■ Extrait du texte

F : Est-ce que ce qu’on appelle les traumatismes sont des pertes d’âme ?

L : Les traumatismes peuvent entraîner des pertes d’âme. Quelqu’un peut être traumatisé au point qu’il est sidéré, anesthésié et qu’il n’a pas la conscience de sa perte d’âme mais les autres autour de lui en sont bien conscients. D’ailleurs, dans les cas graves comme par exemple de personnes mourantes, chez les Peuples Premiers, l’Homme ou la Femme-Médecine va voyager dans les autres mondes, dans les dimensions invisibles, pour aller rechercher cette partie et la ramener à travers l’espace et le temps, négocier avec elle, voir de quoi elle a besoin pour pouvoir revenir et se réassocier au corps du malade.

F : Est-ce qu’aujourd’hui on pratique encore le recouvrement d'âme de cette manière ?

L : Oui, quand il y a une demande appropriée ; l’homme-médecine ou la femme-médecine utilisent cette pratique avec la personne seule, ou bien un groupe entier peut collaborer, par exemple à travers la pratique du « spirit canoé » : tous les membres du groupe voyagent dans la réalité chamanique pour accompagner le thérapeute et aller chercher la partie perdue du malade, la ramener et le thérapeute va alors la lui réinsuffler. Mais le plus souvent, ce sont plusieurs parties qui se sont échappées, comme son souffle de vie, sa joie, son potentiel créatif ...Il faut les ramener aussi, car ils sont associés à cette part perdue.

Et la personne doit ensuite s’occuper de ses parties retrouvées et leur donner une place dans son quotidien...

■ Données extraites
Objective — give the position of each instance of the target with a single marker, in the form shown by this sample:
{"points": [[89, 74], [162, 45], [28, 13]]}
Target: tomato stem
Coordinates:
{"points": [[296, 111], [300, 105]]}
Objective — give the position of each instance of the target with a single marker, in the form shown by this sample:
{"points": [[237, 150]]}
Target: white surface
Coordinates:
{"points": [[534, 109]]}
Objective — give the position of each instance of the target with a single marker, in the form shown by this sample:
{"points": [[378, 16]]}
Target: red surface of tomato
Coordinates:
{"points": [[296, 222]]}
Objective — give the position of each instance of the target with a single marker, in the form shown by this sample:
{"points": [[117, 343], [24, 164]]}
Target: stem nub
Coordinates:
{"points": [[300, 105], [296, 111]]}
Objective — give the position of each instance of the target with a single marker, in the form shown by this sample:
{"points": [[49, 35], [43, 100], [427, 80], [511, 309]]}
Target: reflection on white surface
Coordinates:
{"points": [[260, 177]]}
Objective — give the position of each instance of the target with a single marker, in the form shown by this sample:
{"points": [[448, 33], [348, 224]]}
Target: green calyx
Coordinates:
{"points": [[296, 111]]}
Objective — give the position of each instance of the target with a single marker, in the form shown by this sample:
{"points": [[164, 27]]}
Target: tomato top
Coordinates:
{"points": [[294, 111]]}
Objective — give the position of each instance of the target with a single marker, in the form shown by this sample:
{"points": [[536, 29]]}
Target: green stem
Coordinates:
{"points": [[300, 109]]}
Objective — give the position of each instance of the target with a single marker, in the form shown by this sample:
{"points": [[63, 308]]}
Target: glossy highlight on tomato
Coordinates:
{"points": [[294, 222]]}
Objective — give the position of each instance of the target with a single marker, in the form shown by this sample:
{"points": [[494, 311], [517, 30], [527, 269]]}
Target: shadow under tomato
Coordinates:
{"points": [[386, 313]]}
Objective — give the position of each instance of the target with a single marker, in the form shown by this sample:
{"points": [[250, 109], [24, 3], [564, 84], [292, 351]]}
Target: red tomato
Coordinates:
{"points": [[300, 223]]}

■ Consigne
Dans le texte sur les pertes d'âme, changez "thérapeute" en "guérisseur" et recopiez tout ce qui va de "L : Oui, quand" jusqu'à "place dans son quotidien...". Vous n'avez pas besoin des lignes pour cet exercice.

■ Réponse attendue
L : Oui, quand il y a une demande appropriée ; l’homme-médecine ou la femme-médecine utilisent cette pratique avec la personne seule, ou bien un groupe entier peut collaborer, par exemple à travers la pratique du « spirit canoé » : tous les membres du groupe voyagent dans la réalité chamanique pour accompagner le guérisseur et aller chercher la partie perdue du malade, la ramener et le guérisseur va alors la lui réinsuffler. Mais le plus souvent, ce sont plusieurs parties qui se sont échappées, comme son souffle de vie, sa joie, son potentiel créatif ...Il faut les ramener aussi, car ils sont associés à cette part perdue.

Et la personne doit ensuite s’occuper de ses parties retrouvées et leur donner une place dans son quotidien...